## Input
_ _ _ _ _ _ _
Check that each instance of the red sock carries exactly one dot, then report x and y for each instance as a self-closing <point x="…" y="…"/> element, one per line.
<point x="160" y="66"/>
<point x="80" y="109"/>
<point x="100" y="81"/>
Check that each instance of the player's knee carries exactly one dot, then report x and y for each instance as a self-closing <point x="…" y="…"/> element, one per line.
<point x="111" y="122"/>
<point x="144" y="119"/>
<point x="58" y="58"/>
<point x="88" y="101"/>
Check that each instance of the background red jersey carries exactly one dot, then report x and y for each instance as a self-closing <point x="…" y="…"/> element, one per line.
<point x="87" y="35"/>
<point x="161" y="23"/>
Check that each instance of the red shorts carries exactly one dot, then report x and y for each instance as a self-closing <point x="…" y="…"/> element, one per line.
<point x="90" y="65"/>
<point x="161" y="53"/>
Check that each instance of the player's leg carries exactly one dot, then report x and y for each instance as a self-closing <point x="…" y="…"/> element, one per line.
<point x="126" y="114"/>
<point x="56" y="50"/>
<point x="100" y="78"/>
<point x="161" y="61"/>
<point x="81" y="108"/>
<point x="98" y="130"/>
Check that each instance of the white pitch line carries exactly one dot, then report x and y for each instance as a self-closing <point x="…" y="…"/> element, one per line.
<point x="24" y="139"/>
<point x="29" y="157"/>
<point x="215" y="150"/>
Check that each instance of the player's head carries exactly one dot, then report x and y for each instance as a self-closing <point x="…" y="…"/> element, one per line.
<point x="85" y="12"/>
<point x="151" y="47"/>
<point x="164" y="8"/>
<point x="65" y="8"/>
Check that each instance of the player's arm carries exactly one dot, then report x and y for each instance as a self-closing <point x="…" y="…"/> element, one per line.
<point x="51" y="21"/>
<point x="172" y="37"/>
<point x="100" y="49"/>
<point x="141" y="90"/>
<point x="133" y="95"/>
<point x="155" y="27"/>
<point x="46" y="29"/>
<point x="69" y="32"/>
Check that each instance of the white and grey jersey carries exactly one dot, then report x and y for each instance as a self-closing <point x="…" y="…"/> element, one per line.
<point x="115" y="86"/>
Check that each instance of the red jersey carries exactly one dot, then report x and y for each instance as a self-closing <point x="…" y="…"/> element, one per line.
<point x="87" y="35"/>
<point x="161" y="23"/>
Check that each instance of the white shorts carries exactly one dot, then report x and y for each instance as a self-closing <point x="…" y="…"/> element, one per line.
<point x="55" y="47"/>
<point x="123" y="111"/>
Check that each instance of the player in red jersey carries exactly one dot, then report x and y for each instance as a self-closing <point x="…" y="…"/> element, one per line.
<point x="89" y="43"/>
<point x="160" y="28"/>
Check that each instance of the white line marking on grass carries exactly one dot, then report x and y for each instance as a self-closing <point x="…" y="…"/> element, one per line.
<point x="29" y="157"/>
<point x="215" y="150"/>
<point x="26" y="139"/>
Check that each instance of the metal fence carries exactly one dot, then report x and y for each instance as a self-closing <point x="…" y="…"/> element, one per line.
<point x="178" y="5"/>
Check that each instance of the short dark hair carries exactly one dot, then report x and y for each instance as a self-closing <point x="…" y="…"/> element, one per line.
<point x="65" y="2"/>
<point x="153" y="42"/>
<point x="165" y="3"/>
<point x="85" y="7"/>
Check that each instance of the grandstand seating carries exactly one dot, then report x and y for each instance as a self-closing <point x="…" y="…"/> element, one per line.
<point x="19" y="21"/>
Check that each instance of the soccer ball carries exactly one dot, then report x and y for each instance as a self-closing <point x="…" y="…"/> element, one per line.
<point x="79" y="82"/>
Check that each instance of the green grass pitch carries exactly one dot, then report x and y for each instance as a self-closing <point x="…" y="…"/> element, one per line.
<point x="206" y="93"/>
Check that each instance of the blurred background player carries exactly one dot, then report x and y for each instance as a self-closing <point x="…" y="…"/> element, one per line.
_ _ _ _ _ _ _
## What is required
Retype all the material exactly, missing nothing.

## Exercise solution
Check that each instance of the red sock carries exactly one dot, then report x and y for each instance as a self-closing <point x="…" y="…"/> element, one per line.
<point x="160" y="66"/>
<point x="80" y="109"/>
<point x="100" y="81"/>
Check that each instance of the player's knee carries exactly one dot, then report x and y for each instance as a self-closing <point x="…" y="…"/> element, one per line.
<point x="111" y="122"/>
<point x="144" y="119"/>
<point x="58" y="58"/>
<point x="88" y="101"/>
Check that each instance of the background red jersey carries exactly one dot, then report x and y for each instance as a self-closing <point x="…" y="…"/> element, one per line.
<point x="87" y="35"/>
<point x="161" y="23"/>
Check that each instance of the red shorts carries exactly one dot, then report x and y for each instance as a self-closing <point x="…" y="…"/> element, one per line.
<point x="90" y="65"/>
<point x="161" y="53"/>
Check that each instance of the player's leg carries exactly one dot, then report x and y for each instance as a self-closing <point x="…" y="…"/> element, one per line.
<point x="126" y="114"/>
<point x="56" y="50"/>
<point x="100" y="78"/>
<point x="161" y="61"/>
<point x="81" y="108"/>
<point x="98" y="130"/>
Check that each instance of the white pitch line carries exactly one dot, then report x and y for each instance as a self-closing <point x="…" y="…"/> element, one per line.
<point x="24" y="139"/>
<point x="29" y="157"/>
<point x="215" y="150"/>
Check that each instance of the player's head carries exactly one dot, then report x and y for each instance as a self-closing <point x="…" y="…"/> element, one per line.
<point x="85" y="12"/>
<point x="151" y="47"/>
<point x="164" y="8"/>
<point x="65" y="8"/>
Check that each instance of the player's arm carries exactly one dot, then report x and y for each instance as a self-closing <point x="…" y="…"/> element, one per line.
<point x="51" y="21"/>
<point x="172" y="37"/>
<point x="100" y="49"/>
<point x="141" y="90"/>
<point x="133" y="95"/>
<point x="155" y="27"/>
<point x="46" y="29"/>
<point x="69" y="32"/>
Check that each instance of the white and grey jersey carries exactly one dot, then report x and y for each instance as a self-closing <point x="…" y="…"/> element, one per line.
<point x="115" y="86"/>
Check that each instance of the red jersey carries exactly one dot, then report x and y for each instance as a self-closing <point x="…" y="…"/> element, one per line.
<point x="87" y="35"/>
<point x="161" y="23"/>
Check that each instance of the white shorts carries exactly one dot, then report x and y for each instance as a self-closing <point x="…" y="…"/> element, one per line.
<point x="55" y="47"/>
<point x="123" y="111"/>
Check that each instance of the player in red jersey carries exactly one dot, then report x and y for each instance as a self-closing <point x="…" y="…"/> element, one per line.
<point x="89" y="43"/>
<point x="160" y="28"/>
Check that each instance of the white line marking on grass carries exactly one dot, then report x and y for each instance as a self-closing <point x="…" y="…"/> element, one per line.
<point x="29" y="157"/>
<point x="215" y="150"/>
<point x="26" y="139"/>
Check that each instance of the metal fence carries exactly one dot, then report x and y for each instance as a self-closing <point x="…" y="…"/> element, one per line.
<point x="178" y="5"/>
Check that each instance of the short dark hair carries exactly one dot, then report x and y for each instance as a self-closing <point x="…" y="…"/> element, one per line.
<point x="65" y="2"/>
<point x="153" y="42"/>
<point x="165" y="3"/>
<point x="85" y="7"/>
Check that each instance of the grandstand seating carries exactly one dot, then report x and y for each instance as a self-closing <point x="…" y="…"/> element, one per line.
<point x="19" y="21"/>
Check that each instance of the soccer ball carries exactly one dot, then report x and y for each instance as a self-closing <point x="…" y="…"/> element, one per line.
<point x="79" y="82"/>
Check that each instance of the green grass pitch carries exactly one dot, then report x and y for each instance as a self-closing <point x="…" y="…"/> element, one per line.
<point x="206" y="93"/>
Check that each instance of the blurred background player carries exactly one dot, then report x and y for each instance as a self-closing <point x="…" y="…"/> element, one per line.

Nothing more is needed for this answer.